* Goal *
Print exactly the lines from the one containing "Exercise. Tag the woman's bare shoulder" through the last line of the listing, both included.

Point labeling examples
___
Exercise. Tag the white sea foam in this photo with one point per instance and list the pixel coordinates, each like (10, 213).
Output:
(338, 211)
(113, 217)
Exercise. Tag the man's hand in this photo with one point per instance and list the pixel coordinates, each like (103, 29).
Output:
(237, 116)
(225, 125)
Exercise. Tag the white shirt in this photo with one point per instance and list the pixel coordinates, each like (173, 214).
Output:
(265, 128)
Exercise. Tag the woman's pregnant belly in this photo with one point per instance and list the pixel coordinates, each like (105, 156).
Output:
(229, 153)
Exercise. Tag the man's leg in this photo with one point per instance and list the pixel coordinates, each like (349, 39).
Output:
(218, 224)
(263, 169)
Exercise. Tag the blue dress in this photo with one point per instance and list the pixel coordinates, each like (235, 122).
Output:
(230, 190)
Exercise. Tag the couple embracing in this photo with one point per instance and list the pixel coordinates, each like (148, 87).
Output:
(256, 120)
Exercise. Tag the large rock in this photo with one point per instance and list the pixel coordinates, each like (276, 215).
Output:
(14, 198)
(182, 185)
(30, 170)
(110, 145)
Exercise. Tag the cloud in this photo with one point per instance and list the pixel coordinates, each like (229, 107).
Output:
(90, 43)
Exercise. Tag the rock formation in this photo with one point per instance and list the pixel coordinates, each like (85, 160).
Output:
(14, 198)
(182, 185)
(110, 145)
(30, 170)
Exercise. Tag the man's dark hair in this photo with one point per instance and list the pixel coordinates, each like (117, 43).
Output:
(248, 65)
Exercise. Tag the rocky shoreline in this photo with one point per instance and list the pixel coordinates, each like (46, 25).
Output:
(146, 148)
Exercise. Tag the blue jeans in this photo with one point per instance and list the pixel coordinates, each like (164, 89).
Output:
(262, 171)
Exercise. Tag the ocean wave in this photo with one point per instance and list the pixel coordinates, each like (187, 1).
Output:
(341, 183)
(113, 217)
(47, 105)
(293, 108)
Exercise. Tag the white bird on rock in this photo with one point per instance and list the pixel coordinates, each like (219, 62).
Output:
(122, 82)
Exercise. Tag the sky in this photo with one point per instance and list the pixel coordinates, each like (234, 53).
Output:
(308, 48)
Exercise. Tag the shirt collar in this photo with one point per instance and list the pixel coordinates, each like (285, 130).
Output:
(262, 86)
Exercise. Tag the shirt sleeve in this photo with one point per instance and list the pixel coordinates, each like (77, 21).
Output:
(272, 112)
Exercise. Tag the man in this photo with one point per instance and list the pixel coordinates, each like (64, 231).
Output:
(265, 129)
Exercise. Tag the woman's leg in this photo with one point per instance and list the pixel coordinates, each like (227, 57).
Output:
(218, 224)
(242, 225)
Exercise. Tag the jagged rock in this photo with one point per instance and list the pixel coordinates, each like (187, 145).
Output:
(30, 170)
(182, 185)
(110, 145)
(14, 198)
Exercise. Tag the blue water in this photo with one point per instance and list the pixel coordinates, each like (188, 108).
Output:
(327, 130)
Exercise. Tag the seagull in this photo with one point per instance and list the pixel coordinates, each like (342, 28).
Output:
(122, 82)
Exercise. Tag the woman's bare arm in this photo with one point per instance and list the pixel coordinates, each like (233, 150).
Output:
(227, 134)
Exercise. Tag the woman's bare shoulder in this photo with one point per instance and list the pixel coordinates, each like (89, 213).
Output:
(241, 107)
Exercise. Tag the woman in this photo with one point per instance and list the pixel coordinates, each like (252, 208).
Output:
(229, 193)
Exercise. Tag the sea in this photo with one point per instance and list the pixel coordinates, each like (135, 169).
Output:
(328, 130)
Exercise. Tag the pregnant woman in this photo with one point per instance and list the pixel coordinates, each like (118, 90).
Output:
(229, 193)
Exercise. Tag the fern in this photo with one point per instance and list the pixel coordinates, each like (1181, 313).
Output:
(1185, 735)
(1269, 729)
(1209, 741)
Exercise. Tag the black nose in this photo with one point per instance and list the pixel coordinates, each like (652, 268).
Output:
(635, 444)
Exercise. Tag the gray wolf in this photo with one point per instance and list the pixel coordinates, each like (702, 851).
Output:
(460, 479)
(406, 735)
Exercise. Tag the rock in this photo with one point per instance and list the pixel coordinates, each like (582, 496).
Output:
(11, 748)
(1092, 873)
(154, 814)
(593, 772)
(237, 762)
___
* Complete output *
Exercise. Tag the woman's bare shoulder in this photo with one point per instance and list the pixel coordinates, each like (89, 213).
Output:
(241, 107)
Exercise. Tag the woman in this photo with one point per instance and list the pixel coordinates, each like (252, 208).
Output:
(229, 193)
Exercise. Tag the sea in this photo with one point per instance and list the pixel coordinates, each like (135, 169).
Output:
(328, 130)
Exercise. Tag the pregnant woman in this photo with one point per instance and list the pixel coordinates, each like (118, 90).
Output:
(229, 193)
Exercise. Tag the fern in this photo with one point per instance and list the pixel coordinates, each like (1181, 313).
Output:
(1185, 735)
(1269, 729)
(1209, 741)
Exercise. Tag the black nose in this photo with one point per instance and list the pixel coordinates, each like (652, 268).
Output:
(635, 444)
Exercise. Tag the gray wolf in this photo with one point per instance and list the pixel coordinates, each like (702, 851).
Output:
(460, 479)
(406, 735)
Exercise. Tag the rock in this photo with one point per instance and list the pixel coordinates, each like (582, 496).
Output:
(11, 748)
(1092, 873)
(154, 814)
(593, 772)
(237, 762)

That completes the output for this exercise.